## Activities
1. List every person that the post about recovering from surgery identifies by a first name.
2. Reproduce the post about recovering from surgery word for word, from "Today I woke" to "true inner peasant.)".

Today I woke up with my husband's arms around me. I felt wrapped in the love of friends and family in three time zones..
Before I went into surgery I took the risk of asking the anesthesiologist to recite three positive statements as I went into and out of my general anasthetic. They were: My surgery will go well and my body will begin to heal immediately. My surgeon will find all the carcinomas and extract them cleanly. When I wake up I will feel happy and be able to speak, swallow, laugh and go to the bathroom. (This last revealing my true inner peasant.)
I don't know what did it but I came out of surgery feeling better than I have in ages. I decided I'd like to go home and enjoy the company of my family. My doctor said that would be fine. Within hours I was lying on my couch, getting foot rubs from my friend Umi and then Julianna while Jane massaged my temples and told me how wonderful I was. John built a fire, my sister and brother made me laugh, my daughter sparkled as always, and I felt my life couldn't be more complete than that. My surgeon called and checked on me, and told me, incidentally, that he was reading DIANA LIVELY and really enjoying it. I think that might have been when I asked him to marry me. As my sister, the nurse, said, "Are you sure he's a real surgeon? He's way too nice."
I keep wondering if I might be dreaming, since I feel no worse today than if I had a minor sore throat. Better yet, my usual state of guilt about the world and what I should be doing to improve it has lifted to allow me to simply be. My new religion is this: we can ask for good wishes to be sent, and the healing energy of love is even better than the superbly miraculous state of modern pharmaceuticals. For all of you out there who've emailed and prayed and sent me smoothie recipes and promised to kiss my neck, bless you. There is a god and s/he lives in the quantum mechanics of hope and grace winging their way towards those we love.

## Records supplied
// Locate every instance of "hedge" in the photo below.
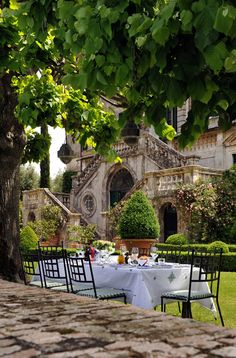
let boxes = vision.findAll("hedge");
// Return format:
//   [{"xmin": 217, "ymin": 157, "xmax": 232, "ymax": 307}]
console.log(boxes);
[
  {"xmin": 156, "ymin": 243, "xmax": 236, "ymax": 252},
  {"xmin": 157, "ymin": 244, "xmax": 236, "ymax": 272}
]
==
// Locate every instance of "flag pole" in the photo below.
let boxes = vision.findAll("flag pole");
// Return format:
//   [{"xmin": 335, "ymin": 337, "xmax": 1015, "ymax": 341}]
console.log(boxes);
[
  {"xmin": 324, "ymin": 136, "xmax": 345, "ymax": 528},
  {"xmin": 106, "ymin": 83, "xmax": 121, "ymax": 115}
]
--
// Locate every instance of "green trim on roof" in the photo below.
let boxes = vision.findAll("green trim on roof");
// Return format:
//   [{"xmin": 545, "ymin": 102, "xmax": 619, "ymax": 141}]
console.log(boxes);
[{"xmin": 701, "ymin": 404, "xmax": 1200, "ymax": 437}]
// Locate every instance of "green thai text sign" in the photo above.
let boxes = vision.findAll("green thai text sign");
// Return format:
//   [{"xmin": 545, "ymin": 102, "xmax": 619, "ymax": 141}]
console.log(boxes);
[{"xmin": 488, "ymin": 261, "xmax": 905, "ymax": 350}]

## Results for the exercise
1. Umi, Julianna, Jane, John

2.
Today I woke up with my husband's arms around me. I felt wrapped in the love of friends and family in three time zones..
Before I went into surgery I took the risk of asking the anesthesiologist to recite three positive statements as I went into and out of my general anasthetic. They were: My surgery will go well and my body will begin to heal immediately. My surgeon will find all the carcinomas and extract them cleanly. When I wake up I will feel happy and be able to speak, swallow, laugh and go to the bathroom. (This last revealing my true inner peasant.)